◆ Tarefa a resolver: Copie do texto sobre concursos e estágio probatório, sem mudar nada, o trecho que começa em "Por essa sorte" e termina em "27/11/2006, p. 305).".

-------- Texto de origem

Tanto é assim que a Lei nº 12.772/2012 buscou coibir essa e outras (reconhecidas) práticas indesejadas, prevendo que a comissão especial de concurso para o Magistério Superior seja composta, no mínimo, por 75% de profissionais externos à Instituição de Ensino (art. 9º, §3º, da Lei nº 12.772/2012), mesmo sem expressamente prever a exigência da composição da banca exclusivamente por profissionais equivalentes (rigorosamente da mesma área específica de conhecimento) e de maior grau acadêmico (muitas vezes, o examinando possui, por absurdo, grau acadêmico ou profissional superior ao examinador), por se tratar de evidente exigência deduzível da própria legislação em vigor. Ainda assim, subsiste a possibilidade de "montagens de bancas internas" por ocasião da avaliação especial de desempenho do docente em estágio probatório, tendo em vista que a Comissão de Avaliação de Desempenho será "composta de docentes estáveis, com representações da unidade acadêmica de exercício do docente avaliado e do Colegiado do Curso no qual o docente ministra o maior número de aulas" (art. 23, Parágrafo único, da Lei nº 12.772/2012).

Por essa sorte de razões, cada vez mais comum a atuação do Poder Judiciário para coibir esse conjunto de irregularidades, não somente na realização de concursos públicos, mas, também, na avaliação de desempenho em estágio probatório, merecendo destaque o julgamento, pelo Superior Tribunal de Justiça, do REsp nº 550.717/CE, da relatoria do eminente Ministro ARNALDO ESTEVES LIMA, que, elucidativamente, pontuou a sinérgica e insuperável necessidade de conclusão, em tempo hábil, da avaliação do servidor em estágio probatório, sob pena de preclusão do ato de exoneração com base no resultado dessa avaliação intempestiva (REsp 550.717/CE, Rel. Ministro Arnaldo Esteves Lima, Quinta Turma, julgado em 07/11/2006, DJ 27/11/2006, p. 305).

----------------
-------- Dados fornecidos

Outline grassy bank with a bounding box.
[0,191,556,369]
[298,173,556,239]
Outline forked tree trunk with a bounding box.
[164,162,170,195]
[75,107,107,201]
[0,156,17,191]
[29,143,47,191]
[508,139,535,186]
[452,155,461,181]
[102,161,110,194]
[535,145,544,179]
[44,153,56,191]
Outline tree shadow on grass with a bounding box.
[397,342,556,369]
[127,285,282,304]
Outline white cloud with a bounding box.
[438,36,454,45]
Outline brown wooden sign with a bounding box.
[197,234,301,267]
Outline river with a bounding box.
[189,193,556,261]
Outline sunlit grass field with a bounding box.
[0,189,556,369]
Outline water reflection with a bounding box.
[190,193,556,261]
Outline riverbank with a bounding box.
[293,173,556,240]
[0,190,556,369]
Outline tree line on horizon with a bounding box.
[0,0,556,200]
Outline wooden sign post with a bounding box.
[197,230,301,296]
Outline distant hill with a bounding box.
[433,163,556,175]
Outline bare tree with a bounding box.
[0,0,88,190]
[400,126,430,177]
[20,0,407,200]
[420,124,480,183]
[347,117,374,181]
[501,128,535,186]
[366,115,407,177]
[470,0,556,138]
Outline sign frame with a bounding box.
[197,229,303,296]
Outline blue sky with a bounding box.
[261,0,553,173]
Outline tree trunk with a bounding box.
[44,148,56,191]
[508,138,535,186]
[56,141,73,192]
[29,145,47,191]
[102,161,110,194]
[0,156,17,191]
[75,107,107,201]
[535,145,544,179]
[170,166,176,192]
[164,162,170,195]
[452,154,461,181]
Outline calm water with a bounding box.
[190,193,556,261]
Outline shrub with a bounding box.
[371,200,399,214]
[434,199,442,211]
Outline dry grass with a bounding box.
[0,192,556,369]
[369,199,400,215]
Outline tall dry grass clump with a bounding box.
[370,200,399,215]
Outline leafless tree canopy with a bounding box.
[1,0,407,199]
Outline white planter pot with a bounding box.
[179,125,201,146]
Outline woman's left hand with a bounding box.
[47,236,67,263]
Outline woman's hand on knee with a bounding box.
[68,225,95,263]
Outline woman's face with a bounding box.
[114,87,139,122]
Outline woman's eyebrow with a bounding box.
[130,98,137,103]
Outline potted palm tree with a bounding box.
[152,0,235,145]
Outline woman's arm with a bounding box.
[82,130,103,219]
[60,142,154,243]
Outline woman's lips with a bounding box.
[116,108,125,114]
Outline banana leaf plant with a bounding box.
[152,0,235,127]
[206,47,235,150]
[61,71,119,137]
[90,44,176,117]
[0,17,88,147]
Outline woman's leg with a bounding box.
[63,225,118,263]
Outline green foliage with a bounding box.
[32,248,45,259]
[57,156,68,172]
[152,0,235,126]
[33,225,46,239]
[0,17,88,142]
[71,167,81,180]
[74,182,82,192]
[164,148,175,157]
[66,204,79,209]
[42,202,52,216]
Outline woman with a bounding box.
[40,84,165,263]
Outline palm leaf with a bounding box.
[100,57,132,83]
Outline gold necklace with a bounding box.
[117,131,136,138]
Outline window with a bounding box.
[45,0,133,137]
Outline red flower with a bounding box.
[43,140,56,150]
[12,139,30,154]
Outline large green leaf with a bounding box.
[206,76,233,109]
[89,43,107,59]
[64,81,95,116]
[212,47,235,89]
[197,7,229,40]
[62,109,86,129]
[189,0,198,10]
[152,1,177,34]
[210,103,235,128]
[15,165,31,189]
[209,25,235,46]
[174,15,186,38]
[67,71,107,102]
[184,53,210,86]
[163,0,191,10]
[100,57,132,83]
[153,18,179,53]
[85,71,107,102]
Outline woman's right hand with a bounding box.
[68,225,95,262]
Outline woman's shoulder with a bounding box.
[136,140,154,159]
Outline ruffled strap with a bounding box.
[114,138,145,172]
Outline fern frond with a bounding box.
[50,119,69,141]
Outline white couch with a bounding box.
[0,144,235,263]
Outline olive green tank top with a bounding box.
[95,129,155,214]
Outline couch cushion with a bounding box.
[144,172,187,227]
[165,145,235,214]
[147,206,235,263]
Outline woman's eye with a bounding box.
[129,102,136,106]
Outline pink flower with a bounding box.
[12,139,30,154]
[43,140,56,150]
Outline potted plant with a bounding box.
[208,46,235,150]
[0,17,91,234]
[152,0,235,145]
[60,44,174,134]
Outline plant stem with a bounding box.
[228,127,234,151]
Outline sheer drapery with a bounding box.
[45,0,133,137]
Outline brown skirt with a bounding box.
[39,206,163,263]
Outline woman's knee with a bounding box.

----------------

◆ Sua resposta:
Por essa sorte de razões, cada vez mais comum a atuação do Poder Judiciário para coibir esse conjunto de irregularidades, não somente na realização de concursos públicos, mas, também, na avaliação de desempenho em estágio probatório, merecendo destaque o julgamento, pelo Superior Tribunal de Justiça, do REsp nº 550.717/CE, da relatoria do eminente Ministro ARNALDO ESTEVES LIMA, que, elucidativamente, pontuou a sinérgica e insuperável necessidade de conclusão, em tempo hábil, da avaliação do servidor em estágio probatório, sob pena de preclusão do ato de exoneração com base no resultado dessa avaliação intempestiva (REsp 550.717/CE, Rel. Ministro Arnaldo Esteves Lima, Quinta Turma, julgado em 07/11/2006, DJ 27/11/2006, p. 305).